| To do |
In full and word for word, copy the records that follow.
Top of Given data
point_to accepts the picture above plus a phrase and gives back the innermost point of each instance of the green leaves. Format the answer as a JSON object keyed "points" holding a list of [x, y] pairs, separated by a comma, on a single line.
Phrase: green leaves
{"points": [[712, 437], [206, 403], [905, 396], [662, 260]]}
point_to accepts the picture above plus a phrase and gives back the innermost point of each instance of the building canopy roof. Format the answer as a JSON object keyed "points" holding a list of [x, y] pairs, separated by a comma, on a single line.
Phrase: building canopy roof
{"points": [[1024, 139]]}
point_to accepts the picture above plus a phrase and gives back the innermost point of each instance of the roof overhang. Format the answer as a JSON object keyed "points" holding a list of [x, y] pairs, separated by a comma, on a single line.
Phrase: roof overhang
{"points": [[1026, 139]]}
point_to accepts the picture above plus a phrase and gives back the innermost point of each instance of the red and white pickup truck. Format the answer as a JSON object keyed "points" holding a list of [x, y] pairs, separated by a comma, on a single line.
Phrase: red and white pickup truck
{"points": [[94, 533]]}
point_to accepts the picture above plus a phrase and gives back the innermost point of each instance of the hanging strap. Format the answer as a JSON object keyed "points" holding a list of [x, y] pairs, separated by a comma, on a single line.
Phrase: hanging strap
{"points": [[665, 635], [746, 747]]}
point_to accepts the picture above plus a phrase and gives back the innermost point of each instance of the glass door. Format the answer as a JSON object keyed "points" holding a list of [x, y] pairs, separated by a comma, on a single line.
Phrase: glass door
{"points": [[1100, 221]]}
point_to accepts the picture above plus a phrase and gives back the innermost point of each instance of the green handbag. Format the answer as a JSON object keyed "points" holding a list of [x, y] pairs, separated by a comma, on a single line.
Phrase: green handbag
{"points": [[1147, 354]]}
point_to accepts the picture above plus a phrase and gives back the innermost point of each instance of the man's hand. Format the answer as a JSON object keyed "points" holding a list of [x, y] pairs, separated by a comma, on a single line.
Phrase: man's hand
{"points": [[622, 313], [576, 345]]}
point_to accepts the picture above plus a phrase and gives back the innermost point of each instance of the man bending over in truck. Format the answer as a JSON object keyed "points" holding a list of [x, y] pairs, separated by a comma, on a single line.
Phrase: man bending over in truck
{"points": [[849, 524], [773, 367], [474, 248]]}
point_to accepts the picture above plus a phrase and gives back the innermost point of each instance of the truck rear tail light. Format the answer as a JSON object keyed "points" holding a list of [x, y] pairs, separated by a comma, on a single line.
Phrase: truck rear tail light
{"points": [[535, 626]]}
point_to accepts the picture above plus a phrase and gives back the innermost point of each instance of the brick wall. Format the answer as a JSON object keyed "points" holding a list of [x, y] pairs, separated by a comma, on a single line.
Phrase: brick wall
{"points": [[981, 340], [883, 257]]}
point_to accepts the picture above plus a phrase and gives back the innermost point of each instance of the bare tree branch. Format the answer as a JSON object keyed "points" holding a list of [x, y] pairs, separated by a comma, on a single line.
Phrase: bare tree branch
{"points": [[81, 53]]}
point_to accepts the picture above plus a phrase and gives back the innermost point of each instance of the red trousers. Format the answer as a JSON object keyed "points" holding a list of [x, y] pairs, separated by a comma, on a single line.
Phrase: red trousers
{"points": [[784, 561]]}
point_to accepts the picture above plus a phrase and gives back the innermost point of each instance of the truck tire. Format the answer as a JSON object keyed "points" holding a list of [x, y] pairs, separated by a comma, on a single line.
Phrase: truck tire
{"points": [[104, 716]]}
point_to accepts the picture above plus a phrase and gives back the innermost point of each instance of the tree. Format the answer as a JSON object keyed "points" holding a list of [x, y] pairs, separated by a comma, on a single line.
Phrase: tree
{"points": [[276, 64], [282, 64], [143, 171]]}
Bottom of Given data
| Output below |
point_to accepts the picture above plus a phrase and gives back the innermost point of each instance of the green leaves. Format the answer as a JSON object keyed "points" holding a list of [x, y] pairs, separated by a comma, on a single line.
Phrase: green leaves
{"points": [[712, 437], [206, 403], [905, 396], [662, 260]]}
point_to accepts the picture above plus a phrase and gives back the innermost point of each instance of the building canopy roof. Format the answer as a JSON object keyed "points" holding a list of [x, y] pairs, separated by a comma, on a single line.
Phrase: building canopy roof
{"points": [[1024, 139]]}
point_to accepts the picture above plus a phrase and gives back the innermost point of each instance of the roof overhang. Format the answer as a JSON object keyed "points" holding a list of [x, y] pairs, separated by a comma, on a single line.
Phrase: roof overhang
{"points": [[1026, 139]]}
point_to accepts the picture above plus a phrase and gives back the innermost point of each instance of the red and white pickup truck. Format the answer as a JSON object keyed "points" holding a list of [x, y] pairs, separated by a comma, on a single line.
Phrase: red and white pickup truck
{"points": [[94, 533]]}
point_to accepts the picture above plus a phrase and gives back the innermost point of each instance of the hanging strap. Format the answer as a JSON object keyed "points" holding a list of [x, y] pairs, separated by a comma, on a single line.
Phrase: hanging strap
{"points": [[665, 635], [746, 747]]}
point_to accepts the picture above plus a phrase and gives back the innermost point of each instance of the glass door. Format the answer as a JSON object keyed "points" holding a list of [x, y] pairs, separated by a comma, on a single line.
Phrase: glass door
{"points": [[1100, 221]]}
point_to accepts the picture above plus a phrase and gives back the innermost point of each instance of the green handbag. Format the answer as a JSON object keyed "points" holding a list of [x, y] pairs, separated by a comma, on a single line.
Phrase: green handbag
{"points": [[1147, 354]]}
point_to accepts the picture above plus a phrase and gives back the innermost point of each instance of the man's hand. Format the answer as a JSON object keyed "points" holding a list of [x, y] pairs, separated by a comma, on a single line.
Phrase: man's hand
{"points": [[622, 313], [576, 345]]}
point_to accepts the picture above plus a phrase and gives back the innermost point of each instance of the man bending over in truck. Format the answer as a JSON object keyed "points" holding a list of [x, y] pairs, separated by a comma, on a single line.
Phrase: man bending over in truck
{"points": [[849, 524], [773, 367], [474, 248]]}
point_to accepts the picture above plus a phrase and gives back the innermost point of each instance of the truck rear tail light. Format the answer as a JSON object keyed "points" holding a list of [x, y] pairs, separated by a comma, on a single line.
Phrase: truck rear tail light
{"points": [[535, 626]]}
point_to accepts the picture above plus a phrase and gives back the innermost point of each instance of the brick wall. Format the answer as a JSON object keyed "points" holding a list of [x, y] pairs, separated by a comma, on a single line.
Phrase: brick wall
{"points": [[981, 340], [883, 257]]}
point_to accepts the picture above plus a phrase and gives back the innermost point of each instance of the bare tree branch. Format the answer as a JSON object keyed "points" holding a list of [x, y] pairs, separated by a comma, on a single line.
Phrase: bare tree branch
{"points": [[81, 53]]}
point_to accepts the picture above plus a phrase and gives back the innermost point of each instance of the red trousers. Format the answer as a JSON object keyed "points" holding a list of [x, y] pairs, separated by a comma, on a single line.
Phrase: red trousers
{"points": [[784, 561]]}
point_to accepts the picture above plus a phrase and gives back the innermost point of each instance of the truck tire. Format the answer as a JSON object keyed "points" holding a list of [x, y] pairs, separated by a comma, on a single line.
Phrase: truck tire
{"points": [[104, 716]]}
point_to accepts the picture above plus a phrase and gives back the innermost point of each instance of the tree. Format the answer as a JSON object keyed "points" holding a list of [x, y] pairs, separated by a comma, on a single line.
Phrase: tree
{"points": [[276, 64], [282, 64], [143, 171]]}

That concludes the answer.